#### EXERCISE GOAL
Report every line in the records that contains the string "handle", copying each such line in full.
-- start TASK INPUTS --
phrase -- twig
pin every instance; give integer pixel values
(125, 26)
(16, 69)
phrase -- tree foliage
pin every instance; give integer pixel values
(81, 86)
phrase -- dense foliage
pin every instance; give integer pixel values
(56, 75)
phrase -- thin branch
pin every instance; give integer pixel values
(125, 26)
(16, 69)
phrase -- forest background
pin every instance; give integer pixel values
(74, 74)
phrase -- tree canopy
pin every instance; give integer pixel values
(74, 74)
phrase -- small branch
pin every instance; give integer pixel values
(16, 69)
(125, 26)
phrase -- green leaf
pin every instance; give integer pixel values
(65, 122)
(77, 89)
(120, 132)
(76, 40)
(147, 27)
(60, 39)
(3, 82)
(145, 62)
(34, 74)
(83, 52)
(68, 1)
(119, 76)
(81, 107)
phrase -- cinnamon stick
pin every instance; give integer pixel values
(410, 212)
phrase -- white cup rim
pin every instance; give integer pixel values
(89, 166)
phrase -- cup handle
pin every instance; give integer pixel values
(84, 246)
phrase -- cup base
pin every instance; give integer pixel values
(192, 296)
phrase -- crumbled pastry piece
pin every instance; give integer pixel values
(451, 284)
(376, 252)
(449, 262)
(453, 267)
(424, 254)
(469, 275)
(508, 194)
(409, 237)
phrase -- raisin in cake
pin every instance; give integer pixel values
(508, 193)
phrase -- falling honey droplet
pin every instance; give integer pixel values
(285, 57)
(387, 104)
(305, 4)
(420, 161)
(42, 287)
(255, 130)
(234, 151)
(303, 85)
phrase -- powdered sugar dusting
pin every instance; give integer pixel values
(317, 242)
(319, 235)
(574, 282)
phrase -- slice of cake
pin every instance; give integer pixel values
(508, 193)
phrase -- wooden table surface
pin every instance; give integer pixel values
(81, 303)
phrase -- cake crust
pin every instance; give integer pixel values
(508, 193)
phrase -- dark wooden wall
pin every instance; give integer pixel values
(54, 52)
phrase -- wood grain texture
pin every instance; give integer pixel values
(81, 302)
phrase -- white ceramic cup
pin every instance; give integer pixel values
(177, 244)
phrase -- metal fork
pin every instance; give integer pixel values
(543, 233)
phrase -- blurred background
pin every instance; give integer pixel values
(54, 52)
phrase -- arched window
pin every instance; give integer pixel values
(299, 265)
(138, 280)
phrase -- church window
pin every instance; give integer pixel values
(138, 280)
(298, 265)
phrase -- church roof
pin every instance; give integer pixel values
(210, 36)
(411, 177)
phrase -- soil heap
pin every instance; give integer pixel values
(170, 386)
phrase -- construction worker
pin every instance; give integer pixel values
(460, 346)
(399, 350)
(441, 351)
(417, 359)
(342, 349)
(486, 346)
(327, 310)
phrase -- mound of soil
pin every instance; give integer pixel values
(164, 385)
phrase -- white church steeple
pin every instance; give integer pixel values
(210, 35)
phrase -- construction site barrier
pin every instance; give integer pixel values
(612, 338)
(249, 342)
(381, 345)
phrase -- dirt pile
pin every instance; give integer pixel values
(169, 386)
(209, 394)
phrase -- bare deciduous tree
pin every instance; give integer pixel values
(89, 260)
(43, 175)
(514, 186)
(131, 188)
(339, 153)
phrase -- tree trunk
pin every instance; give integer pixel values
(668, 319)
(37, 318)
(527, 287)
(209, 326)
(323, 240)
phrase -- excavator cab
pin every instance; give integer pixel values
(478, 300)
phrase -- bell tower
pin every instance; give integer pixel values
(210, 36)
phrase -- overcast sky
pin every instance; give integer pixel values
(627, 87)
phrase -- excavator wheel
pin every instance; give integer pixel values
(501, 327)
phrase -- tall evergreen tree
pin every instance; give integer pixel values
-- end TASK INPUTS --
-- start TASK INPUTS --
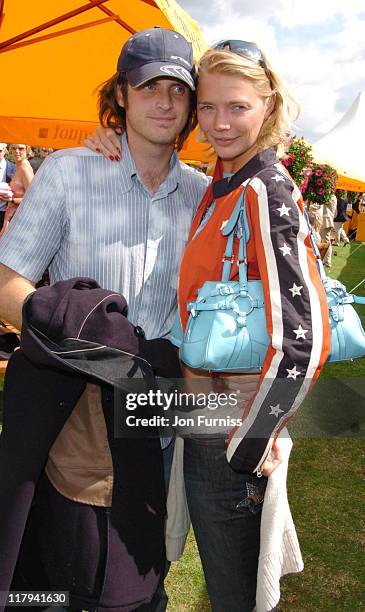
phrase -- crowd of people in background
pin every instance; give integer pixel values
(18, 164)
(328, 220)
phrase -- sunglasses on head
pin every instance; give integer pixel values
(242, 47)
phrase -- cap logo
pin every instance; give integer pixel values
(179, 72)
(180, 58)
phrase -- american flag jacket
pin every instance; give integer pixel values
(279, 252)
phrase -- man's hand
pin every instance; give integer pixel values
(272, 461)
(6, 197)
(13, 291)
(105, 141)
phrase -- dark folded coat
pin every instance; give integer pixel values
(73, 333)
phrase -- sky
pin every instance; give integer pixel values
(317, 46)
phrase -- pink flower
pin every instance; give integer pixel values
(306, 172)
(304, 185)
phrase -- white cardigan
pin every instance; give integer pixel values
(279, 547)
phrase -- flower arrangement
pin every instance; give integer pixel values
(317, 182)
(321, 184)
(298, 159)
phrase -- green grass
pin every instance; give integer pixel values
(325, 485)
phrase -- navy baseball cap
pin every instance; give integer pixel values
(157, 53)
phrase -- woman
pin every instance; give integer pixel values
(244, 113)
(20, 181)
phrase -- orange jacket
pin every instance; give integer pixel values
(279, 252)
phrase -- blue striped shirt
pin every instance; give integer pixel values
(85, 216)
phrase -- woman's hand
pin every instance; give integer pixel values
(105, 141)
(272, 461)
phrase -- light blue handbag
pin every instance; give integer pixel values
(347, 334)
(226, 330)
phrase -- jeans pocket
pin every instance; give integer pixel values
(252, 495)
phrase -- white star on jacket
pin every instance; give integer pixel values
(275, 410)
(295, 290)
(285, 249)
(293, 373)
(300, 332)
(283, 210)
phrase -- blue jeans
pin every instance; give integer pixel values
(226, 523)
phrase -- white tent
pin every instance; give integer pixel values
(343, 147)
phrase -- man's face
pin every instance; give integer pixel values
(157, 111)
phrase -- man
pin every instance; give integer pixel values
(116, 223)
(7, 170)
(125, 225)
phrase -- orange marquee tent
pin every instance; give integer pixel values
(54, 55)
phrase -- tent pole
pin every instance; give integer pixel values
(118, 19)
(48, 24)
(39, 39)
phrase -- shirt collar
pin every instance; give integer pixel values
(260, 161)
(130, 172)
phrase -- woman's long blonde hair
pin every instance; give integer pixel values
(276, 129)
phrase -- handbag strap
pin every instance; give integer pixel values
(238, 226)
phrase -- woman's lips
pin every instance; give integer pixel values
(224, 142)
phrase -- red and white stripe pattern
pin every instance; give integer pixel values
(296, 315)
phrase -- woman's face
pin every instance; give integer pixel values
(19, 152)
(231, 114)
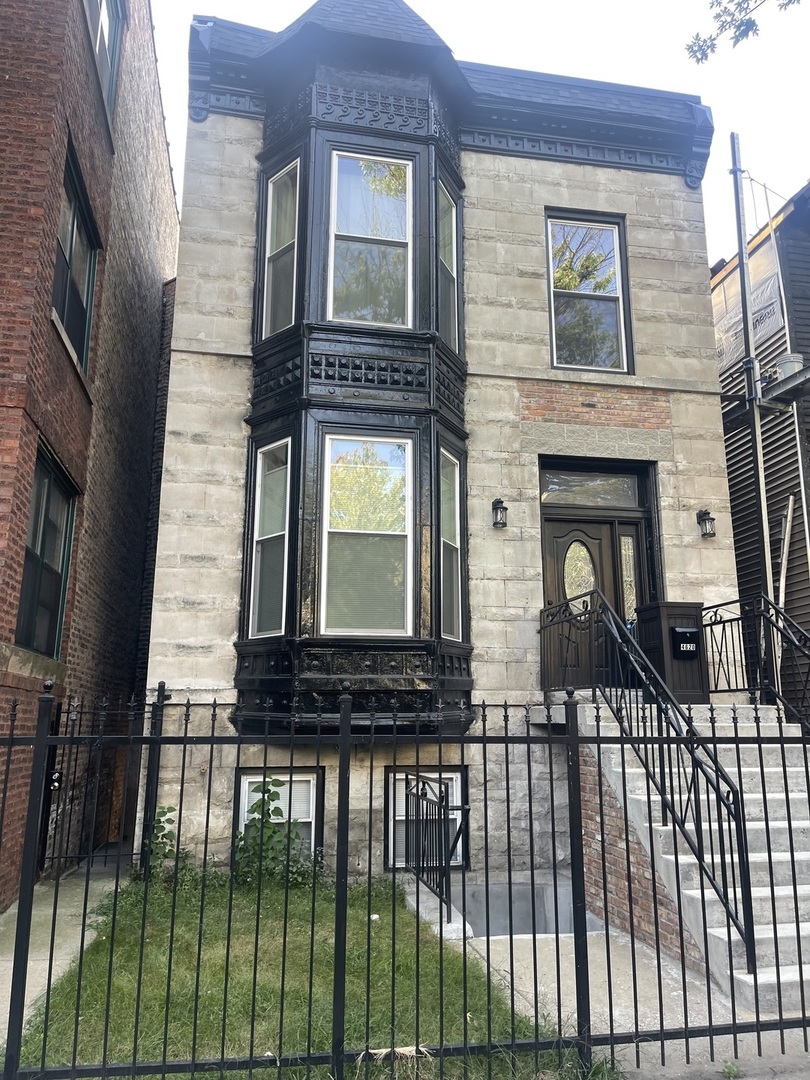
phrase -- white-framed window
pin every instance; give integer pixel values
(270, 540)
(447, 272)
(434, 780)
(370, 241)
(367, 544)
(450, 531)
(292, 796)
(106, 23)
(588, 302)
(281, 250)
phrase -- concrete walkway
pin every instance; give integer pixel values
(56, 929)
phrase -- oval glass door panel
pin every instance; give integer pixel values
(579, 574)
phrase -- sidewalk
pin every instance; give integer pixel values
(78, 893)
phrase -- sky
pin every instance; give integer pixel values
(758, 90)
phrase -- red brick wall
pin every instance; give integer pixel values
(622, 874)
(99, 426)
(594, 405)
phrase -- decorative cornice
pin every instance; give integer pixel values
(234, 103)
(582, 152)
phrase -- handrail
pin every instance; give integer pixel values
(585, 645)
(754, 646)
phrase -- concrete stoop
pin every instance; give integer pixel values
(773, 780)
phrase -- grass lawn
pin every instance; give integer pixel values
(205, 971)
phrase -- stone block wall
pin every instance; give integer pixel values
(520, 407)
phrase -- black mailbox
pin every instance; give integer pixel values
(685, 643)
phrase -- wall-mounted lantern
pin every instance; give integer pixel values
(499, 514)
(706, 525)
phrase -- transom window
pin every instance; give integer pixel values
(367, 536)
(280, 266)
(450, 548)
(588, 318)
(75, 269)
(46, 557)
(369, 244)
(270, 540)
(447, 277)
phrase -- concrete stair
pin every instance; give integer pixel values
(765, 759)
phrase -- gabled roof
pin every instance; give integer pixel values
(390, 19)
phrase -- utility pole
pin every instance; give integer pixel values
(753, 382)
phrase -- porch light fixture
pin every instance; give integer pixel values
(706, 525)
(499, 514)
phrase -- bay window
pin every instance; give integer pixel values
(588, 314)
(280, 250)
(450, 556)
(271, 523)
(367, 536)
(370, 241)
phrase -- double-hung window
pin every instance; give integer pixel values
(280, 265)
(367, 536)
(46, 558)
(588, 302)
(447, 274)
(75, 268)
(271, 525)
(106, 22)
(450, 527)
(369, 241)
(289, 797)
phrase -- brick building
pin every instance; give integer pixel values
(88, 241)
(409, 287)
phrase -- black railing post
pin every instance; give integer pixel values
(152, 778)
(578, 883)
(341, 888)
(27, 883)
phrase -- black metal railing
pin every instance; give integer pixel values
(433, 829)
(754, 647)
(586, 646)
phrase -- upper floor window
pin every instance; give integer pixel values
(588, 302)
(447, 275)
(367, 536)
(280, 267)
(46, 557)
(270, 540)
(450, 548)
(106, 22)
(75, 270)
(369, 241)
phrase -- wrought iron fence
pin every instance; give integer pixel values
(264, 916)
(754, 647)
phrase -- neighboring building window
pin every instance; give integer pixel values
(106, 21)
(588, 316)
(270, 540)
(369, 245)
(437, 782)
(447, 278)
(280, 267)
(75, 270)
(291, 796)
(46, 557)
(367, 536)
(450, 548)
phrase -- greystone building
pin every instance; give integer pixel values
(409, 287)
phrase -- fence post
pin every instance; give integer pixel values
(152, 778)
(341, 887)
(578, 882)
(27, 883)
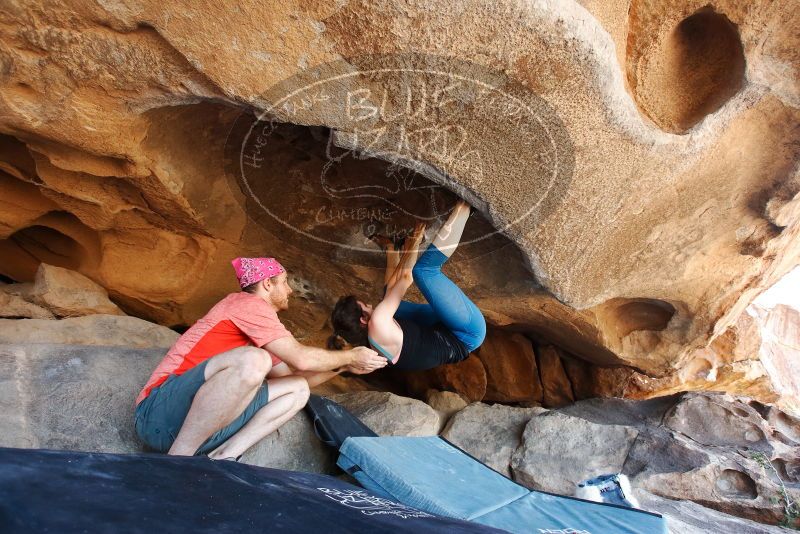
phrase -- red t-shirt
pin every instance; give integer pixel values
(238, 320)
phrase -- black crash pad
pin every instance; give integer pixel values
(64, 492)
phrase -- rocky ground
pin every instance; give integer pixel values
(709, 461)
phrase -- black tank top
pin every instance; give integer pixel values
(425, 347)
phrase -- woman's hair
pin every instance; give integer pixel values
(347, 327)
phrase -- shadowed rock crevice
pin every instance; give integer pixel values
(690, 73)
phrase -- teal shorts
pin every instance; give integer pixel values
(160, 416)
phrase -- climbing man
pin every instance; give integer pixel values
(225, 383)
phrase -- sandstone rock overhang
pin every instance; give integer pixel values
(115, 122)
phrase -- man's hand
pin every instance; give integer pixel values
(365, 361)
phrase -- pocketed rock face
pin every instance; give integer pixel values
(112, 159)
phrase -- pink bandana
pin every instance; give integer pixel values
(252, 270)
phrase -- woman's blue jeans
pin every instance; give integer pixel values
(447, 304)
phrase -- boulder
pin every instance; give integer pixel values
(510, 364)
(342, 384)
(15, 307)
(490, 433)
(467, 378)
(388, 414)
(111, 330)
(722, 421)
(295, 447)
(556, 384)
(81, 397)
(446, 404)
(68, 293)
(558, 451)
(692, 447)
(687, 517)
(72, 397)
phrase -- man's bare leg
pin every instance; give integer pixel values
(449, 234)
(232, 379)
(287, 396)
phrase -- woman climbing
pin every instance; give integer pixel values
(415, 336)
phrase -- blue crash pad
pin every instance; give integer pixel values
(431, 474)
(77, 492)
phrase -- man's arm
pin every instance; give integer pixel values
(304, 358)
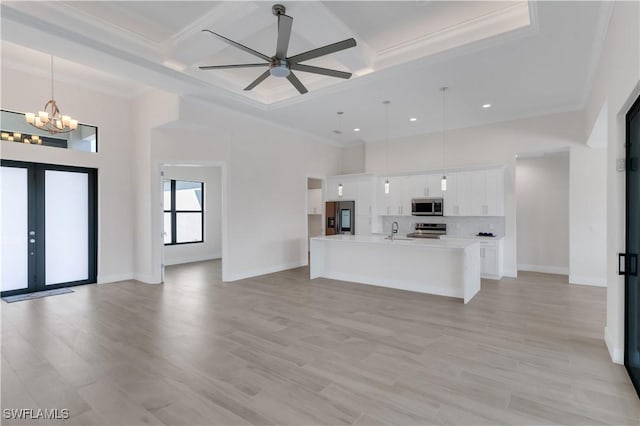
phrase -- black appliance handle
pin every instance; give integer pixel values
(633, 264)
-- end TASK INPUTS --
#### EXPECTED OUTPUT
phrase -- cup handle
phrase -- black appliance handle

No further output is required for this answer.